Prompt A:
Answer these questions about the account of Tino Sehgal's performance, one answer per line:
(i) On which dates did the Untitled performance run at the Centre Pompidou?
(ii) Which American dancer performed first?
(iii) Which French choreographer performed the second solo?

Page extract:
____________________

Having recently completed a ten-month curatorial fellowship at the Ecole du Magasin in Grenoble, I realized that the Indian subcontinent was largely under-represented in the French art world yet attracted a particular interest and fascination. This winter, I decided to seek out Indian artists exhibiting and performing in Paris, leading me to venues and works that surprised and enthralled. I began by preparing a calendar, marking dates, mapping routes and calculating entry fees. The first stop was at an Untitled performance piece by Tino Sehgal that ran for three days, between the 22nd and the 24th of January, at the Centre Pompidou. Although Sehgal is Anglo-German, I, like so many others, am guilty of selfishly including him in my list; he can, of course, be considered an artist of Indian descent for his father is Indian.
A reprise of a 55-minute solo choreographic piece that transported Sehgal from dance into the field of contemporary art in 2000, this performance at the Centre Pompidou was intended as a means of ‘re-viewing’ the work’s transmission through the past 13 years. The piece was essentially a ‘museum of dance’ for which Sehgal had performed nude the dance styles of the 2oth century with neither music nor props, successfully subverting the ‘theatrical’ stage on which the medium is most often presented. Before the lights came on, the title of the performance was unexpectedly announced – Twenty Minutes for the Twentieth Century, referenced the work’s antecedents. Handicapped without a further introduction or a printed program, the audience eagerly looked on as American dancer Frank Willens began to perform abstracts of dance sequences and movements drawn form the work of over 20 prominent choreographers. There were fragments of conversation that kept the audience engaged: a remark that repetition enables [K1] before dramatically ending with Willens urinating on stage while exclaiming “Je suis Fontaine” (I am Fountain). He returned a few moments later, dressed and with a bucket in hand to mop the puddle. The few giggles and incessant coughing in the dark hall reflected the embarrassment and discomfort of the audience, many of whom assumed the performance to be over and stood up to leave. Others, of course, discussed in hushed whispers the brilliance of the work’s stark reference to Marcel Duchamp’s Fountain of 1917 before the second solo, involving French choreographer Boris Charmatz performing an almost identical routine, opened. Completely raw and unexpected, this piece’s presentation to an almost completely French audience at the Pompidou establishment remains etched in my memory.

____________________

Record extracts:

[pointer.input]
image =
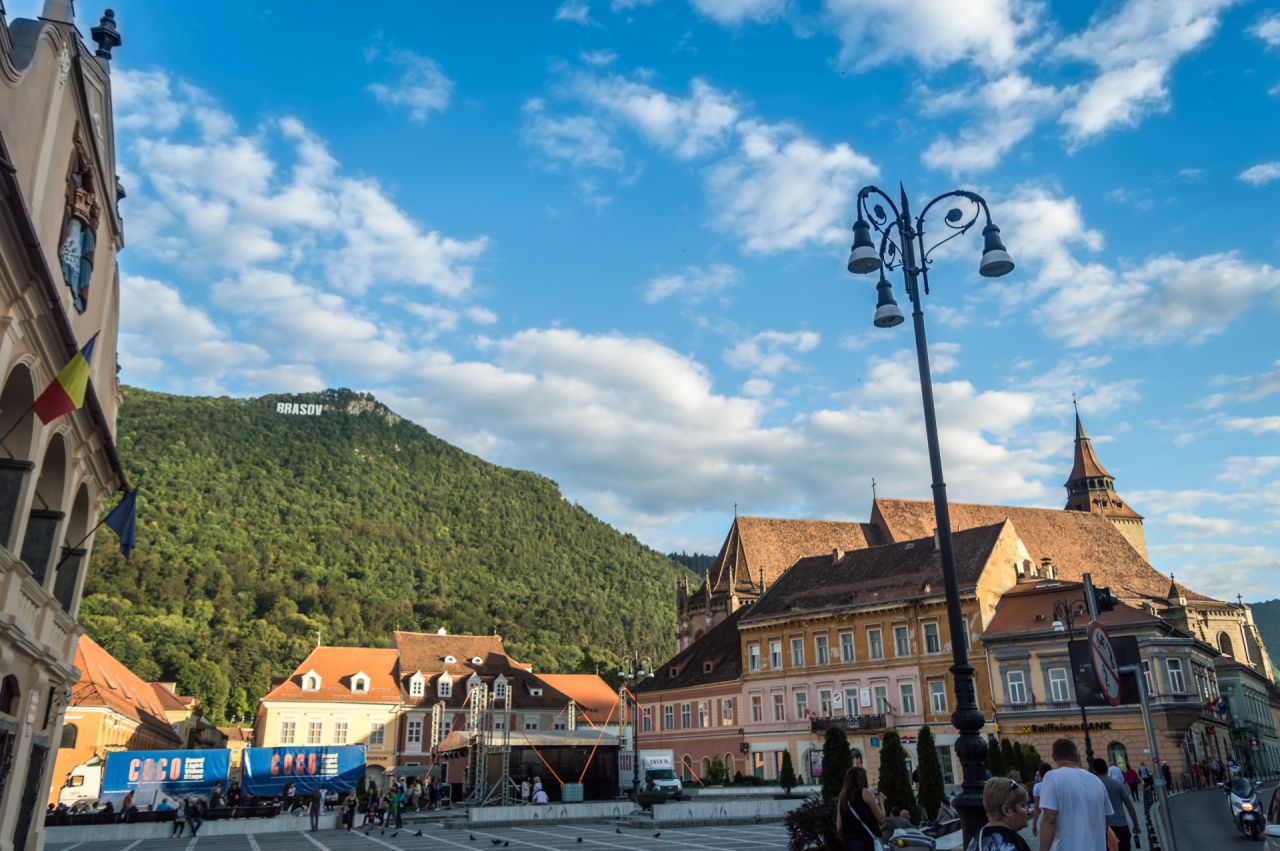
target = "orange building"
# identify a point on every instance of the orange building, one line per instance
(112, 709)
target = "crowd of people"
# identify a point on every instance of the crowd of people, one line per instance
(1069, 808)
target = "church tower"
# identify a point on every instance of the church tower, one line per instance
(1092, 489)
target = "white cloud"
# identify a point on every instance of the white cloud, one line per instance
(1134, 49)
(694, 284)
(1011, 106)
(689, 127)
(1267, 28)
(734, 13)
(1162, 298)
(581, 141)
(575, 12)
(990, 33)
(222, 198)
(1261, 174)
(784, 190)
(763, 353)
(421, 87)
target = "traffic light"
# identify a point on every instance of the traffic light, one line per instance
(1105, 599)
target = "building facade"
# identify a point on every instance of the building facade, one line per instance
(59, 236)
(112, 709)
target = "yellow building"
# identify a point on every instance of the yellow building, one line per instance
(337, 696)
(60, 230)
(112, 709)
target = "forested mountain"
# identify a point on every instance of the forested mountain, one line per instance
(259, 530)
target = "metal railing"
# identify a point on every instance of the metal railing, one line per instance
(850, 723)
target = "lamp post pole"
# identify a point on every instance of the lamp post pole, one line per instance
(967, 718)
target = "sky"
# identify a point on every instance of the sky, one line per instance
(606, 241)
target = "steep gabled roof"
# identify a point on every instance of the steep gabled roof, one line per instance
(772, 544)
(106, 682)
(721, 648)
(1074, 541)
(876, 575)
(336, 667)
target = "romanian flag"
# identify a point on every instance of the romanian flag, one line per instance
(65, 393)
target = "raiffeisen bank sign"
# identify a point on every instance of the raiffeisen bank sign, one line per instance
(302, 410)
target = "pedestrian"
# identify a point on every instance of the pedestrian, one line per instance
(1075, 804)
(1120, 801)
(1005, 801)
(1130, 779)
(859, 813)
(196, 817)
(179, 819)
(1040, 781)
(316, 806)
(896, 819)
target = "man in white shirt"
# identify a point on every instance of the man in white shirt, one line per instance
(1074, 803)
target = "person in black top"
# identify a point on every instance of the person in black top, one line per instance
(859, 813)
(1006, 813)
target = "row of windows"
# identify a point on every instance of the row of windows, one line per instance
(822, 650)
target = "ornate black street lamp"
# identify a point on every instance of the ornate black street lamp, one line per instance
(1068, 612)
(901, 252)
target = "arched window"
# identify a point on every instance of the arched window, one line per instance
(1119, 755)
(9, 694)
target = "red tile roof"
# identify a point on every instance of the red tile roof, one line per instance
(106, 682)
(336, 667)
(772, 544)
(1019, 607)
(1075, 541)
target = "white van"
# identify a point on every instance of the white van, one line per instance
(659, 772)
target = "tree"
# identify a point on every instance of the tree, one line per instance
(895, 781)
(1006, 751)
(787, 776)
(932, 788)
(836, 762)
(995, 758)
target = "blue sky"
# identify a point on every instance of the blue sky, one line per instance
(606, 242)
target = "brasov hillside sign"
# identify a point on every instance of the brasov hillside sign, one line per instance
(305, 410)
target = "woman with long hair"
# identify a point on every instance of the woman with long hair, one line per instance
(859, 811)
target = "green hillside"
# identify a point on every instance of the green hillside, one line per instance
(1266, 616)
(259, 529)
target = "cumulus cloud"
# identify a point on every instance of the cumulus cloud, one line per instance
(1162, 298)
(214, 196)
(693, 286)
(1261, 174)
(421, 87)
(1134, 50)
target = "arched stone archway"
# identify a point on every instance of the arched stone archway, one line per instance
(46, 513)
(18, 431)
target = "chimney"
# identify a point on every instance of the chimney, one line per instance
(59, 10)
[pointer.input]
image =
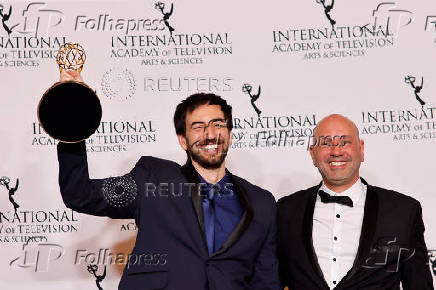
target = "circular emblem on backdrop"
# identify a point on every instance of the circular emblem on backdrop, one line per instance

____________________

Prompt B:
Select every line of the records that contains the string "lamp". Case counts.

Final result A:
(i) From the 22nd to the 24th of January.
(ii) Frank Willens.
(iii) Boris Charmatz.

Final result B:
target = "lamp post pole"
# identify a point on every instance of the lamp post pole, one line per instance
target = "ornate black street lamp"
# identify a point on every instance of the ornate black street lamp, one line per instance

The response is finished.